Exercise material:
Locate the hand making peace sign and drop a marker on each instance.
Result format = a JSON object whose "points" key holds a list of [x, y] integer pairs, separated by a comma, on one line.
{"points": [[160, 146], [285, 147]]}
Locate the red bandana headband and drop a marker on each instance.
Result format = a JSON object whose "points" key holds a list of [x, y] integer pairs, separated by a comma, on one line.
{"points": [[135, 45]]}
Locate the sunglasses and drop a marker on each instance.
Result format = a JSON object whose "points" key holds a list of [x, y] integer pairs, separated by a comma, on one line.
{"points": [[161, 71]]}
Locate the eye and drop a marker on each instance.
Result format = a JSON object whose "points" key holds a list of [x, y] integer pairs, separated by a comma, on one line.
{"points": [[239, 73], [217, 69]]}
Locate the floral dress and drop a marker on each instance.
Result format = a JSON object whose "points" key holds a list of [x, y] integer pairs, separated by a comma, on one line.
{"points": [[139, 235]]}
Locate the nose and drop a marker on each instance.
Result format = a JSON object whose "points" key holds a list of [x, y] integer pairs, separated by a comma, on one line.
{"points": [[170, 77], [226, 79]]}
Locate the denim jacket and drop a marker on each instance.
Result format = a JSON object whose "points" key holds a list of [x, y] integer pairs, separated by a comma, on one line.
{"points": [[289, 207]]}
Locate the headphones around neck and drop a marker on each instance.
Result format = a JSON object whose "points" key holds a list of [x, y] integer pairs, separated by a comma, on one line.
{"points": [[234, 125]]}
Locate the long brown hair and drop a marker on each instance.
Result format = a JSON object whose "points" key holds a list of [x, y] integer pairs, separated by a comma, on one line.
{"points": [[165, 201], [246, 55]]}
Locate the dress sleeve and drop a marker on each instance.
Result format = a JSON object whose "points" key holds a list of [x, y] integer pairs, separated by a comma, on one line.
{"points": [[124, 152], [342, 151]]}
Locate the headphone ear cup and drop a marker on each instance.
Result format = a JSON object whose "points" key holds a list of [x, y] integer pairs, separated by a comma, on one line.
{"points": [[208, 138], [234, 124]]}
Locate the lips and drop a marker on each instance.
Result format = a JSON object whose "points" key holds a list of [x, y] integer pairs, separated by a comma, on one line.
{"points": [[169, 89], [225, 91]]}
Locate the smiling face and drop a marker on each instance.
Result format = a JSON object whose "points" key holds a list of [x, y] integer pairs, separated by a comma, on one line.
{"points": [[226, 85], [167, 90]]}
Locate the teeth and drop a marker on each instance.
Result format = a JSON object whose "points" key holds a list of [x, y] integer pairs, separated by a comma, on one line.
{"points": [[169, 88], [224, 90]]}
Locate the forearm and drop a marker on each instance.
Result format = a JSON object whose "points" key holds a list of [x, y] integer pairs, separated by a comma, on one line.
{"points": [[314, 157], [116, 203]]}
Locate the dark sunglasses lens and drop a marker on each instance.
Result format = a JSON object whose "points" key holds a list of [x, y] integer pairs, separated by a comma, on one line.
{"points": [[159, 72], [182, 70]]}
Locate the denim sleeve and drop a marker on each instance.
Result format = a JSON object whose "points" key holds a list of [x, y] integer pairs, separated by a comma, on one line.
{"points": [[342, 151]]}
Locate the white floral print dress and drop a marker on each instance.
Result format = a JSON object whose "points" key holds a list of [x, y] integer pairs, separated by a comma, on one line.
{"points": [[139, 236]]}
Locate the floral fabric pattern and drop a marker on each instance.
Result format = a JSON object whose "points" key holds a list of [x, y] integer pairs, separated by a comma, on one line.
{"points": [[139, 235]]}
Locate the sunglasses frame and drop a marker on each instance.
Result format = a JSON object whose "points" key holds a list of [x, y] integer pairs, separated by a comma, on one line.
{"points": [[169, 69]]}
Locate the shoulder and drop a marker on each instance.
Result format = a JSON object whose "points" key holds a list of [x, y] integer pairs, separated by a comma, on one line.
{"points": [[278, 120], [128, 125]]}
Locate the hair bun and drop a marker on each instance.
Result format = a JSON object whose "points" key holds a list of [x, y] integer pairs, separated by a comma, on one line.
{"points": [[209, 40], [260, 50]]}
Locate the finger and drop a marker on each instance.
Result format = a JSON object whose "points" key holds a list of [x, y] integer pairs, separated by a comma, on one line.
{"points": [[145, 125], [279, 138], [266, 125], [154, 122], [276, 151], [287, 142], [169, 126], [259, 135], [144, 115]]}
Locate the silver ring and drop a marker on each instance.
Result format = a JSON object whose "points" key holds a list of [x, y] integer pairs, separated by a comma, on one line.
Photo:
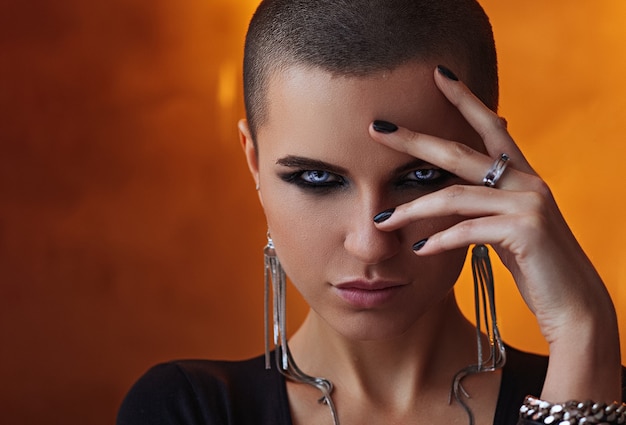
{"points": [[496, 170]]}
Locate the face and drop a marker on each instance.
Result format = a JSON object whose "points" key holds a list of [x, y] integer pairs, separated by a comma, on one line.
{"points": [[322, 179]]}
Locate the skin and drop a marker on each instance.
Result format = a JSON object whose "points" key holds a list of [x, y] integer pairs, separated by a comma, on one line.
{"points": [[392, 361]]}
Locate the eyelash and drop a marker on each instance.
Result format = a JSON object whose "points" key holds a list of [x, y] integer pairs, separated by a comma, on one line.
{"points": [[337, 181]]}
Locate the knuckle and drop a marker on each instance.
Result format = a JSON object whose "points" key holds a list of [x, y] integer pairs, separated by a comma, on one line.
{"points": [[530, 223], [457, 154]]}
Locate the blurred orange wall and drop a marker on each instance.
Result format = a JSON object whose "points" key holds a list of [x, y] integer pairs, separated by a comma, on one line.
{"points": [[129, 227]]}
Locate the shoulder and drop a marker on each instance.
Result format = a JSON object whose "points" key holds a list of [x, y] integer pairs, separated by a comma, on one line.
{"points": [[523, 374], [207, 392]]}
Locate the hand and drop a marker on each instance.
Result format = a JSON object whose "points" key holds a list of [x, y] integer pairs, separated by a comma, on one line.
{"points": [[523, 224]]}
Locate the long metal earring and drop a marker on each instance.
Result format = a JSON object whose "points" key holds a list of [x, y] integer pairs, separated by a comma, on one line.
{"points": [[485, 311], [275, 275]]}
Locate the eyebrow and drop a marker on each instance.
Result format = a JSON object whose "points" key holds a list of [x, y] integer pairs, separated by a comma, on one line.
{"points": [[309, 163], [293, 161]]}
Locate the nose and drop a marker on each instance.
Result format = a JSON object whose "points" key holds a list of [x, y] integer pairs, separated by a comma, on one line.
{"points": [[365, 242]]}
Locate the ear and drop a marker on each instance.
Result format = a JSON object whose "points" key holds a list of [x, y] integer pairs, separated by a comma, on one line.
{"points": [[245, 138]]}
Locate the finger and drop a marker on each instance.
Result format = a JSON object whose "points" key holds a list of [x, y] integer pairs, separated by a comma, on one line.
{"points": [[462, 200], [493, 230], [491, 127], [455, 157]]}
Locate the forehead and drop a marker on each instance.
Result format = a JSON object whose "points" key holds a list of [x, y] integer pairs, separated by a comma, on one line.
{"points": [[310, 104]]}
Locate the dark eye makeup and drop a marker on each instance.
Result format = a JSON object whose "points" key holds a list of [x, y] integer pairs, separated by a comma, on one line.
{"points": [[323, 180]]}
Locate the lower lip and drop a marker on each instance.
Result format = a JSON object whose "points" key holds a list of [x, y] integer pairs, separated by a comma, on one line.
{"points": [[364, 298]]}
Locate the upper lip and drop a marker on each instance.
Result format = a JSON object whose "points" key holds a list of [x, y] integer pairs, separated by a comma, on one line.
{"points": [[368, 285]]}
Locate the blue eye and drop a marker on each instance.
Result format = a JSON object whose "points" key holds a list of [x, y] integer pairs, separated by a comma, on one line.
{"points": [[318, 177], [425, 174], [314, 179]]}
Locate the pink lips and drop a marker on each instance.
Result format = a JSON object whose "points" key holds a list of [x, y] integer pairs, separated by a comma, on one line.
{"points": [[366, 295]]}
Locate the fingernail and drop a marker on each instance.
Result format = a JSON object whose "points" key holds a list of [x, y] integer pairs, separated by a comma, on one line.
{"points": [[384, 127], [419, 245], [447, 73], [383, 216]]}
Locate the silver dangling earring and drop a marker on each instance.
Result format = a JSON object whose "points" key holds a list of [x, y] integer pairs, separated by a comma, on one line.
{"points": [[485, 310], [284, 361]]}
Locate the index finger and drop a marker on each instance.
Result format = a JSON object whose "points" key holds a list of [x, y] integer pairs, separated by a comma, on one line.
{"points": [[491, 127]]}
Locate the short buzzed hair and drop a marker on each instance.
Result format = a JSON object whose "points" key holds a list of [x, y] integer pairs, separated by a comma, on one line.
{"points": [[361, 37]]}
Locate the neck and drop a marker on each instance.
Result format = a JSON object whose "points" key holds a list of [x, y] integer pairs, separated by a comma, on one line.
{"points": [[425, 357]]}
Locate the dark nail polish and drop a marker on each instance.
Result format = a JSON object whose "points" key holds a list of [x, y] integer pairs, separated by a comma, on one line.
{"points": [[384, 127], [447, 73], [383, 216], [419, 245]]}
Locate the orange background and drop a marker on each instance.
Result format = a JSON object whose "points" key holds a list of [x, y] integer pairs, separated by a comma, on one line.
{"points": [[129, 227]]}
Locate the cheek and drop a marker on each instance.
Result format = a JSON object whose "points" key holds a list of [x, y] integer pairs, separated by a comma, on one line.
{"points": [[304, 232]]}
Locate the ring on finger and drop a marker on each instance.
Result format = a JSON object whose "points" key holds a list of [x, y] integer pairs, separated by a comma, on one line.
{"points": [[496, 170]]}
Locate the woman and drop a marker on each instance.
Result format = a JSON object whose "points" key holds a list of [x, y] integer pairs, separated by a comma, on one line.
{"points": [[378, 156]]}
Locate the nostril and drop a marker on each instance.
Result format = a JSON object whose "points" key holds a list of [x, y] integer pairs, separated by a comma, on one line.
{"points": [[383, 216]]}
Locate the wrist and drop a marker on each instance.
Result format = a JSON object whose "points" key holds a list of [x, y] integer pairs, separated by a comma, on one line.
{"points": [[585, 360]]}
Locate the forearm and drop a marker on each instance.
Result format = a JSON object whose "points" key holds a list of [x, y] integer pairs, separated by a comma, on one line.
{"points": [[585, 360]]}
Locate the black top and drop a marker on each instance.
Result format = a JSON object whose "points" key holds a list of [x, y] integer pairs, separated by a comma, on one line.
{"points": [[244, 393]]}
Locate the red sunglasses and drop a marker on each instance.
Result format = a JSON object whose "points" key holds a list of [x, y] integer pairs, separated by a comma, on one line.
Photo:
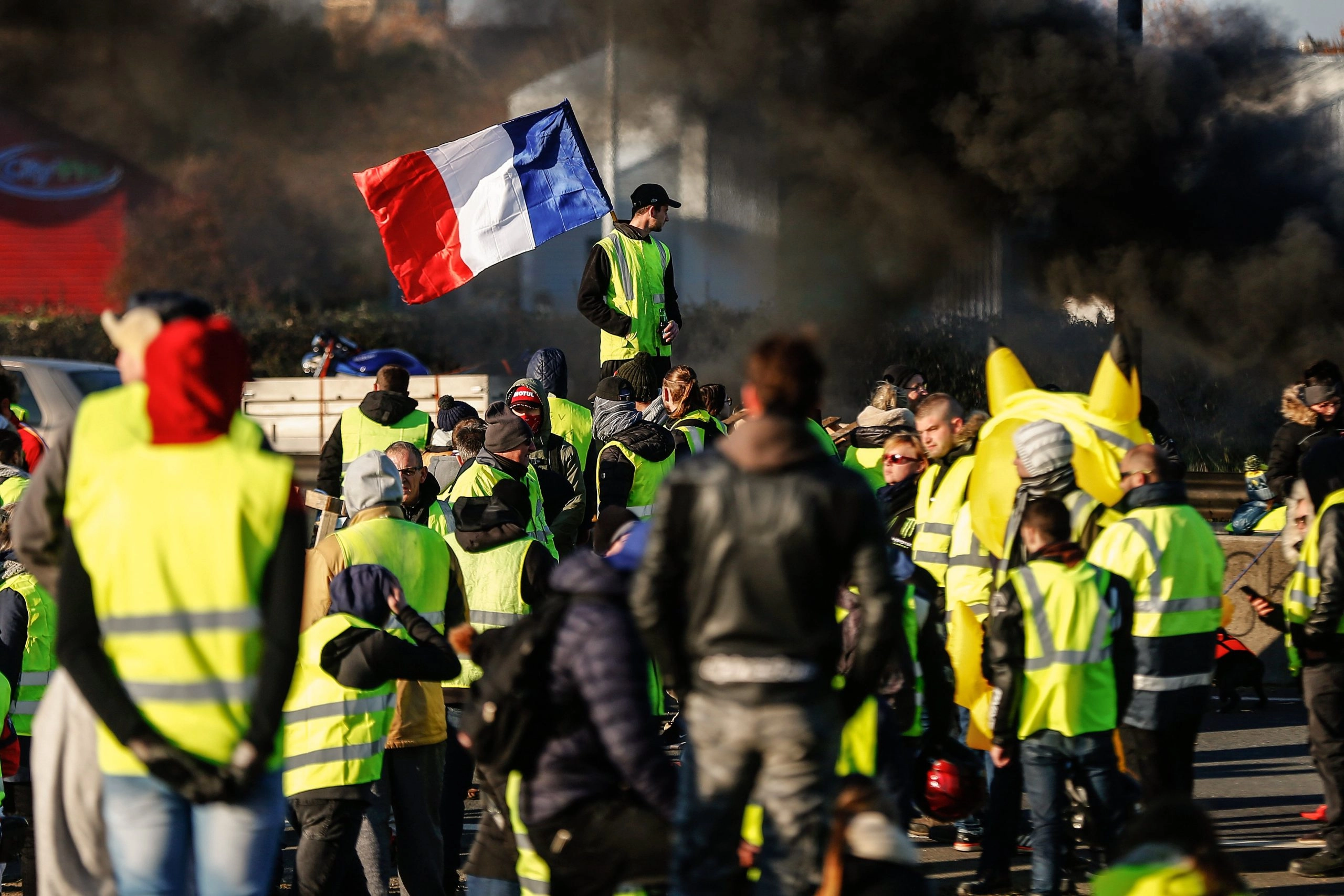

The problem:
Wherever a line in the data above holds "denim", copy that line.

The completed task:
Locate the denim jacket and drop a marker on each instance.
Locate the denim sleeve and drop a marker on each instance.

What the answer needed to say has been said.